### Problem
Whenever a line contains the string "Outline", copy it out of the entries.

(Stored data)
──────────────────────────────

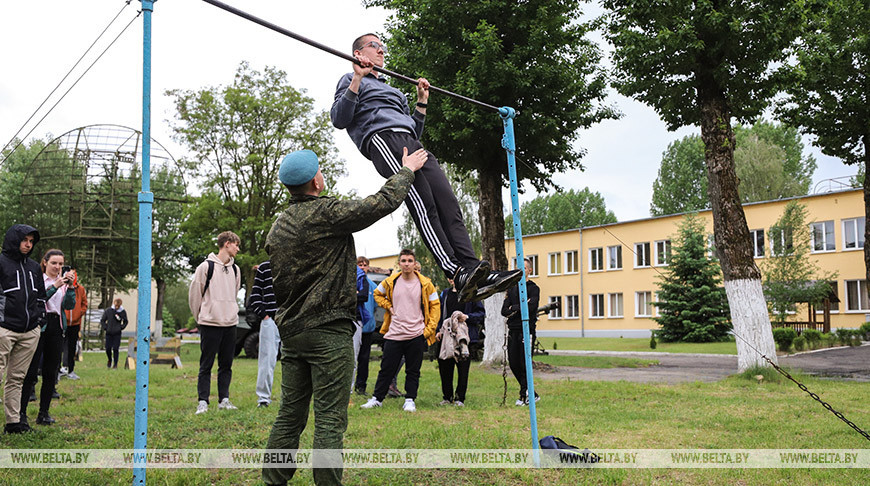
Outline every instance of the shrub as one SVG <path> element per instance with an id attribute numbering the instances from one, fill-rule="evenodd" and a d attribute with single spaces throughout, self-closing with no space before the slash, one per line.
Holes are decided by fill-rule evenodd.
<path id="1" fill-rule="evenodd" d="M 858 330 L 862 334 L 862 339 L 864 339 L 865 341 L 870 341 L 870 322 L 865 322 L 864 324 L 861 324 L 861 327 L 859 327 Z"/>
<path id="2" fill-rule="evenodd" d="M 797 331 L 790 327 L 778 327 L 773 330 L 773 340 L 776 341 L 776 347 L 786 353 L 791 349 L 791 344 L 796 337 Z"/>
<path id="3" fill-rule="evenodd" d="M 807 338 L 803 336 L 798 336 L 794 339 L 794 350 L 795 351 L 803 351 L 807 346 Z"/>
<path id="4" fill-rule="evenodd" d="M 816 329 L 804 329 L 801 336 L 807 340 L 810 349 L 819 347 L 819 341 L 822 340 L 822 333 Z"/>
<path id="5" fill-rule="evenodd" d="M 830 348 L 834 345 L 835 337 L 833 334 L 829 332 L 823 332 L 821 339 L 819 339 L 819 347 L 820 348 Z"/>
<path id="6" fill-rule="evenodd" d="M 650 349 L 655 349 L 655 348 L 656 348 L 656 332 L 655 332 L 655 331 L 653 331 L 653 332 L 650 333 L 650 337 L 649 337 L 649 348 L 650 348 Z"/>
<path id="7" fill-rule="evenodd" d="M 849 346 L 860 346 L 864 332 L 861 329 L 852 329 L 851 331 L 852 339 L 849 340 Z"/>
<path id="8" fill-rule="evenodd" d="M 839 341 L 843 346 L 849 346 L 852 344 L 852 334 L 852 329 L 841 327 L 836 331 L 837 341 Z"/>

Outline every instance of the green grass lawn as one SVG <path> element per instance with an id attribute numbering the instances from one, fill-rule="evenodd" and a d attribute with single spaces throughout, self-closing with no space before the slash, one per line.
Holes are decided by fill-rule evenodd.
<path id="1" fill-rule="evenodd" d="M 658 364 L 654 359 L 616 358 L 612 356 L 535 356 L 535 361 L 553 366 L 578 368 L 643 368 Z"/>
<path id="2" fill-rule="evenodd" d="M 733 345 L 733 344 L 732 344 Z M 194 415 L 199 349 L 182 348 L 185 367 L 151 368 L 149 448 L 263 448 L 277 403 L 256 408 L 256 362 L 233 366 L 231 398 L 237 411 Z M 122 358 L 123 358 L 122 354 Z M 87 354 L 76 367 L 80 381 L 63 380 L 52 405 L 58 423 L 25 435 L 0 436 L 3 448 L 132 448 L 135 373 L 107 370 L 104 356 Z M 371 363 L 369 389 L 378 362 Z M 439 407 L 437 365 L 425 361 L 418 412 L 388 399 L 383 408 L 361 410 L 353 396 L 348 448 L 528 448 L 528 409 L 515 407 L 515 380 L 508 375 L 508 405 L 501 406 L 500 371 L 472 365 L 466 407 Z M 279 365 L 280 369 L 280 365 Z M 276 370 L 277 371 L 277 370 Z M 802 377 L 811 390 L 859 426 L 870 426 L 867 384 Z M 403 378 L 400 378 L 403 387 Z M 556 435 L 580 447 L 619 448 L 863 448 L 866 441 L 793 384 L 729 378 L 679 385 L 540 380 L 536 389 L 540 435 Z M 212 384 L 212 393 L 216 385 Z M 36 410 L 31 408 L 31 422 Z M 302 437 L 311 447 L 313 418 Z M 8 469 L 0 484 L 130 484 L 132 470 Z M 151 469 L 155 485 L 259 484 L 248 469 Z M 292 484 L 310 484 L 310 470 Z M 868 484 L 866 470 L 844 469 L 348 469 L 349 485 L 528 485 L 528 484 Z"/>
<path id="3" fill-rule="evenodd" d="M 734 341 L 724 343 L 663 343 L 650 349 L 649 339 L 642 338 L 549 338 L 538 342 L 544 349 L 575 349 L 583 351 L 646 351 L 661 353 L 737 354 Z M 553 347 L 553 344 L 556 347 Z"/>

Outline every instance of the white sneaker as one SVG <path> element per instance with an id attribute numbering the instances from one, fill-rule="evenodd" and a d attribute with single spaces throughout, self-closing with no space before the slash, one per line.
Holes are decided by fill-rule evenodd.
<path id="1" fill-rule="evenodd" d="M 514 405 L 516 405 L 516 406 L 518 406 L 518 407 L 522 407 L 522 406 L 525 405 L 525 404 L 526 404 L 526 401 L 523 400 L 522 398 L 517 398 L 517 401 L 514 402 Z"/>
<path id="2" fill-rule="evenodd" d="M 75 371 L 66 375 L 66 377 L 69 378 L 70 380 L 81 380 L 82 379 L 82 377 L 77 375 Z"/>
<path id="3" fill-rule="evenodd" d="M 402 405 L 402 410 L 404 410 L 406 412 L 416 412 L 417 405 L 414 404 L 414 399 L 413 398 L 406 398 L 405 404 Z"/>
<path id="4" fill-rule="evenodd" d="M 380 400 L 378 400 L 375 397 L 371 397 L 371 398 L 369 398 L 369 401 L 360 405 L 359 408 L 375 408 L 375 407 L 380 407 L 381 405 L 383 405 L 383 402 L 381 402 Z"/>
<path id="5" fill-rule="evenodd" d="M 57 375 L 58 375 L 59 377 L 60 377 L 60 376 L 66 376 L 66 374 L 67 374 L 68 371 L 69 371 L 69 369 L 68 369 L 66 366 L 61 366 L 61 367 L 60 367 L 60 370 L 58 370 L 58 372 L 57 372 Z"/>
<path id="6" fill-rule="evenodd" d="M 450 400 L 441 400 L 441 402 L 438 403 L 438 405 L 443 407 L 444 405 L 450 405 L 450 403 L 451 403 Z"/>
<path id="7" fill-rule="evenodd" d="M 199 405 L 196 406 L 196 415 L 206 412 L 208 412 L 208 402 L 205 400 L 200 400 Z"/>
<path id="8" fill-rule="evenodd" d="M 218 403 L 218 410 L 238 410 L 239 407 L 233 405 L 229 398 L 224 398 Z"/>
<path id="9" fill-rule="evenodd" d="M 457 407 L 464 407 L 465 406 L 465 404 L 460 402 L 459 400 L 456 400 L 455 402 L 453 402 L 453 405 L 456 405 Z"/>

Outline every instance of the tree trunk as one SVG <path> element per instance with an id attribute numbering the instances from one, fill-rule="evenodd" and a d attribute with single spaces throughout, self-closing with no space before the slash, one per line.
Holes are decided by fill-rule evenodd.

──────────────────────────────

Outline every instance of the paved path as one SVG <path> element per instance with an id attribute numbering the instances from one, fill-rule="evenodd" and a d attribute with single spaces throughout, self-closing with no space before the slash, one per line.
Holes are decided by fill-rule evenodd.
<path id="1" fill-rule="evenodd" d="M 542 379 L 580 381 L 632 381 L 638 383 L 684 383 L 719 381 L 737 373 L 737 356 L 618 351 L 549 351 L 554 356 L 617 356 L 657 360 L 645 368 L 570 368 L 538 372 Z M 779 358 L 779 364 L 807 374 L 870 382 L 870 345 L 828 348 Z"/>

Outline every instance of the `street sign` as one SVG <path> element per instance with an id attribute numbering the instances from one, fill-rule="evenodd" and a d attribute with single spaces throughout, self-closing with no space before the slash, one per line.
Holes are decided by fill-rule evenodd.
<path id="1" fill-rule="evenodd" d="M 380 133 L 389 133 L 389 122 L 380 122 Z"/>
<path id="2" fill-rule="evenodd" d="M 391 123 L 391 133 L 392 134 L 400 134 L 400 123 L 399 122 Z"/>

──────────────────────────────

### Response box
Outline every instance of the shrub as one SVG <path> element per instance with an id attribute numbering the instances from one, fill-rule="evenodd" and a d attribute with single spaces throughout, self-closing with no space before the slash, one per line.
Outline every instance of the green grass lawn as one SVG <path> element per instance with an id attribute numbering the instances from one, fill-rule="evenodd" and a d attribute with single spaces throughout, self-closing with no space before the slash, one per line.
Outline every instance of the white sneaker as one SVG <path> element per instance with an id attribute numbering the instances from one, fill-rule="evenodd" and a d attribute with single spaces throughout, self-closing with no space before the slash, one per line.
Outline every instance of the tree trunk as one SVG <path> element per instance with an id attribute numbering the instances from one, fill-rule="evenodd" and a d attribute with single spaces throughout, self-closing with no space before the slash, one per line.
Outline every instance of the paved path as one SVG <path> element per instance with an id attribute numbering the instances from one, fill-rule="evenodd" and a d attribute with single spaces throughout, self-closing with no space before the slash, one per line.
Outline every instance of the `street sign` as one SVG <path> element per instance with an id attribute numbering the instances from one, fill-rule="evenodd" and a d attribute with single spaces throughout, self-closing with no space before the slash, one per line.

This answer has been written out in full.